Exercise passage
*** Block opens ***

Following the Great Depression, Social Security came into being, and under new tax incentives, companies could receive limited tax deductions when contributing to their employee’s retirement funds. This encouraged them to do so. After World War II, under progressive tax structure, the “shelters” offered to employers and employees through retirement accounts became increasingly desirable.
Over time, private, defined pensions were required to provide full disclosure of fund performance. Since the employees had no say in the management of such funds, the government deemed that they had the right to information of the integrity of the management.

*** Block closes ***

Activity list
(a) From the passage on the history of retirement funds, extract the words starting with "Over time, private, defined" and going on through "of the management.", without any changes.
(b) Write what comes next in the passage on the history of retirement funds, beginning after its final sentence.

Given material
*** Block opens ***

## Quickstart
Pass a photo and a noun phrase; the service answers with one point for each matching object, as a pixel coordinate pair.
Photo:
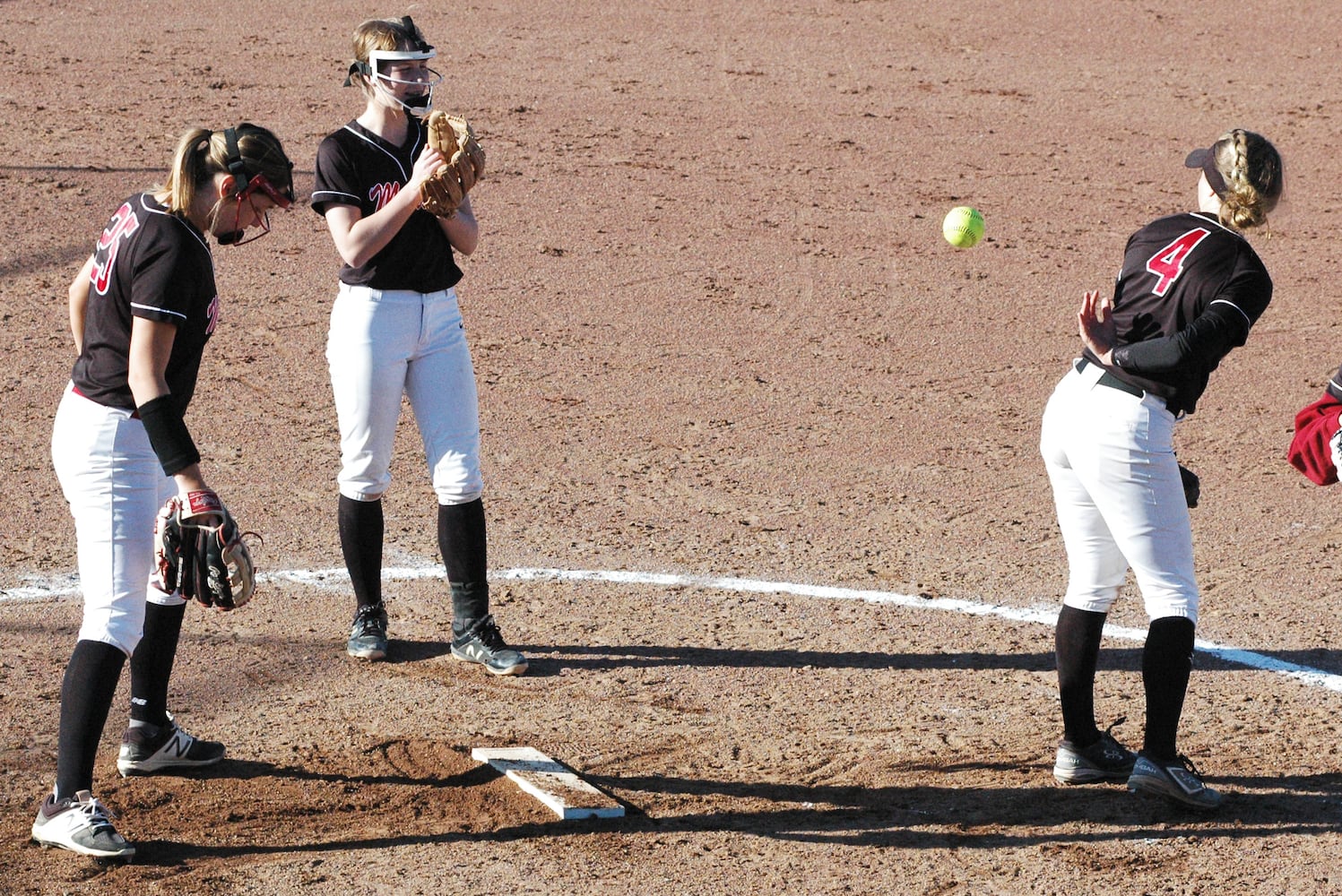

*** Block closes ***

Exercise answers
(a)
Over time, private, defined pensions were required to provide full disclosure of fund performance. Since the employees had no say in the management of such funds, the government deemed that they had the right to information of the integrity of the management.

(b)
The Employee Retirement Income Security Act (ERISA) became a federal law in 1974, because numerous employees were losing such benefits when they did not meet the often-strict qualifications or unreasonable tenure of service requirements. There were numerous company plans that simply failed, because of low cash reserves, to pay out the amounts of retirement income that they had promised to their work force. Still more plans would go defunct before they reached sufficient revenue to be able to pay out benefits. ERISA rose to ensure that more employees found less circuitous routes toward employee investiture and to establish more realistic participation rules, platforms, and guidelines. The handling of company plans also came into reform as the law made it mandatory that retirement plans function, for workers and beneficiaries, in much the same way and with similar features on a national scale.
The number of workers whose quality of life has prospered because of ERISA is legion; however, the United States has millions more who have neither work benefits plans coverage nor the ability to pay for them even if they were readily available. The current congressional debate over health care is proof of the strong and powerful lobbying efforts that protect status quo over fear that by offering more to all, each will get less and the quality known now will decrease.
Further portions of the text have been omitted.